Otto Snell wurde am 8. März 1859 als Nachkömmling einer Akademikerfamilie in Hildesheim geboren. Er wurde Psychiater und Klinikdirektor, genau wie sein Vater Ludwig Snell (1817–1892) und sein jüngerer Bruder Richard (1867–1934). Otto wuchs in Hildesheim direkt neben der Heil- und Pflegeanstalt des Vaters auf. Dies hatte einen enormen Einfluss auf ihn und später auch seine Kinder, weil er so immer in engem Kontakt mit den Patienten stand und Werte wie Respekt und Gleichberechtigung lernte.

Snell war schon mit sieben Jahren Schüler des Gymnasium Andreanum und bestand 1879 nach dreizehn Schuljahren das Abitur. Er studierte in Jena, Berlin, Göttingen und Tübingen und war im Laufe dieser Zeit bei zwei Studentenverbindungen, welche ihm durch den Zusammenhalt und andere gemeinschaftliche Werte sehr halfen. Direkt nach seinem Studium wurde er Leiter der Pflegeanstalt in Lüneburg. Durch seinen Vater hatte er schon einen sehr guten Ruf, allgemein galt er aber auch als sehr modern und kompetent. Er schuf neue Therapiemöglichkeiten in Form von Arbeitstherapien, wie z.B. das Einbeziehen der Patienten in die Landwirtschaft. Dadurch wurde er zugleich auch zu einem guten Geschäftsmann. Die Stadt Lüneburg verlieh ihm 1918 den Ehrentitel „geheimer Sanitätsrat“.

## [Materialauszüge]
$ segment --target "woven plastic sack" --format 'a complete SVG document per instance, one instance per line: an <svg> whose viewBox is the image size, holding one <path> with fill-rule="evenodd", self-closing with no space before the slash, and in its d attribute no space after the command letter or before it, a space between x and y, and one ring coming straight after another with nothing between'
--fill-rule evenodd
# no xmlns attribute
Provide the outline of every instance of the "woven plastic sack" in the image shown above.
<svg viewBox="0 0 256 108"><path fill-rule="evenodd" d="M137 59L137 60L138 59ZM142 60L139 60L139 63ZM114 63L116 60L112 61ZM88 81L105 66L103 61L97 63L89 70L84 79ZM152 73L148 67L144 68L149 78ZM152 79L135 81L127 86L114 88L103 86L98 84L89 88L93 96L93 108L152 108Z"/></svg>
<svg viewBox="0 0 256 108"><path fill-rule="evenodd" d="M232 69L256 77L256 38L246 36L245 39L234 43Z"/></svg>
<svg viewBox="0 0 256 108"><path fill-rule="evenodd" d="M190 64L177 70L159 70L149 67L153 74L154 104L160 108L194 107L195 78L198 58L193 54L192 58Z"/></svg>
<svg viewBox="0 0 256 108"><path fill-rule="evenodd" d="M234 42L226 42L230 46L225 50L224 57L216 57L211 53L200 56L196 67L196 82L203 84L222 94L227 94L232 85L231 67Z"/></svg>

## [Verständnis prüfen]
**A.** Beantworten Sie anhand des Texts über Otto Snell diese Fragen:
(i) Wann und wo wurde Otto Snell geboren?
(ii) In welchem Jahr bestand er das Abitur?
(iii) Welchen Ehrentitel verlieh ihm die Stadt Lüneburg 1918?
**B.** Nennen Sie alle Städte, in denen Otto Snell laut dem Text über Otto Snell studierte.
**C.** Schreiben Sie den Text über Otto Snell im Anschluss an seinen letzten Satz weiter.
Das Material hat mit dem Text über Otto Snell nichts zu tun.

## [Lösungen]
**A.**
(i) Am 8. März 1859 in Hildesheim.
(ii) 1879.
(iii) „geheimer Sanitätsrat“.

**B.** Jena, Berlin, Göttingen, Tübingen

**C.**
Sein Sohn Bruno Snell (1896–1986) war erfolgreicher Philologe und entschiedener Gegner des Nationalsozialismus. Über seine Tochter Gertrud Snell ist bekannt, dass sie lange Zeit wie ihr Vater in Lüneburg lebte und enge Beziehungen zu den Patienten aufbaute, sie war allgemein beliebt und froher Natur.

Neben seiner Tätigkeit als Anstaltsleiter gab Otto Snell Bücher heraus. In seiner Publikation über Hexenprozesse der vergangenen Jahrhunderte stellte am Anfang die Vermutung auf, dass „Hexen“ geisteskrank waren, was er jedoch am Ende widerlegte. Der Hauptaspekt seiner Schrift ist, dass die Kirche einen enormen Einfluss auf die Menschen hatte und diese damals durch Fehlinterpretationen den nur teilweise geisteskranken Menschen Unrecht taten. Abschließend bewertete Snell die Hexenverfolgung als stark moralisch verwerflich und hoffte, dass so etwas in der Geschichte der Menschen nie wieder passiert.

In seinem Buch „Die Behandlung der Geisteskranken zu Hildesheim im 14. und 15. Jahrhundert“ stellte er heraus, dass mit psychisch gestörten Menschen oft wie mit Tieren umgegangen wurde. Er stellte sehr schlechte Verhältnisse in der Behandlung und offensichtliche Ratlosigkeit vieler Verantwortlicher fest.

Otto Snell war sehr ehrgeizig, Therapiemöglichkeiten zu verbessern und die Patienten besser zu verstehen beziehungsweise behandeln zu können. Er blieb bis 1924 Leiter der Pflegeanstalt in Lüneburg. Er starb am 7. Juli 1939 in Göttingen.